Point labeling records

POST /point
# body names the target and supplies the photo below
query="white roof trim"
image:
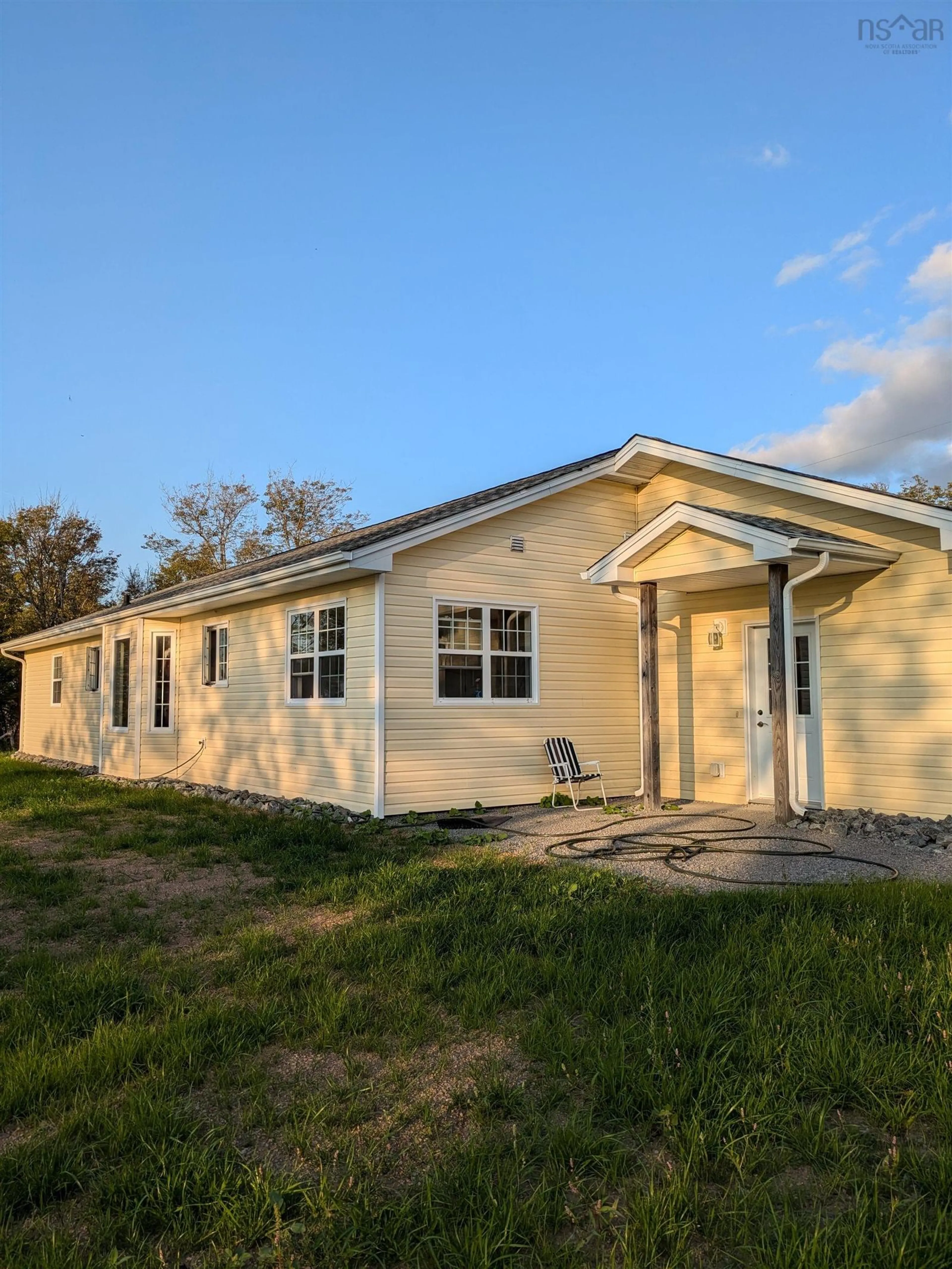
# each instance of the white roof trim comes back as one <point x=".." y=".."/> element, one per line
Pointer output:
<point x="635" y="454"/>
<point x="375" y="557"/>
<point x="767" y="545"/>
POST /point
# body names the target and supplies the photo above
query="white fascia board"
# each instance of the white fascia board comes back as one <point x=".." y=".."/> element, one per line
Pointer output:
<point x="798" y="483"/>
<point x="276" y="582"/>
<point x="767" y="546"/>
<point x="499" y="507"/>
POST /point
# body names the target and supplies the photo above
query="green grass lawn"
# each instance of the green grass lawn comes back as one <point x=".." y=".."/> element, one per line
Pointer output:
<point x="228" y="1040"/>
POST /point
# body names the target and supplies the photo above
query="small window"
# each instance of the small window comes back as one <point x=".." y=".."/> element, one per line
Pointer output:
<point x="162" y="681"/>
<point x="802" y="645"/>
<point x="121" y="683"/>
<point x="93" y="657"/>
<point x="468" y="664"/>
<point x="216" y="657"/>
<point x="317" y="654"/>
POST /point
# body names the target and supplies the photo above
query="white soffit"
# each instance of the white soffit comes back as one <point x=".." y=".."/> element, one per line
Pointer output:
<point x="643" y="457"/>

*Your instructions:* Extract every line of the records above that contains the string "lawn". Case counts.

*Answer below:*
query="green grass lawn"
# each instance of the green grass lawn comes back as one <point x=".." y=".."/> element, one per line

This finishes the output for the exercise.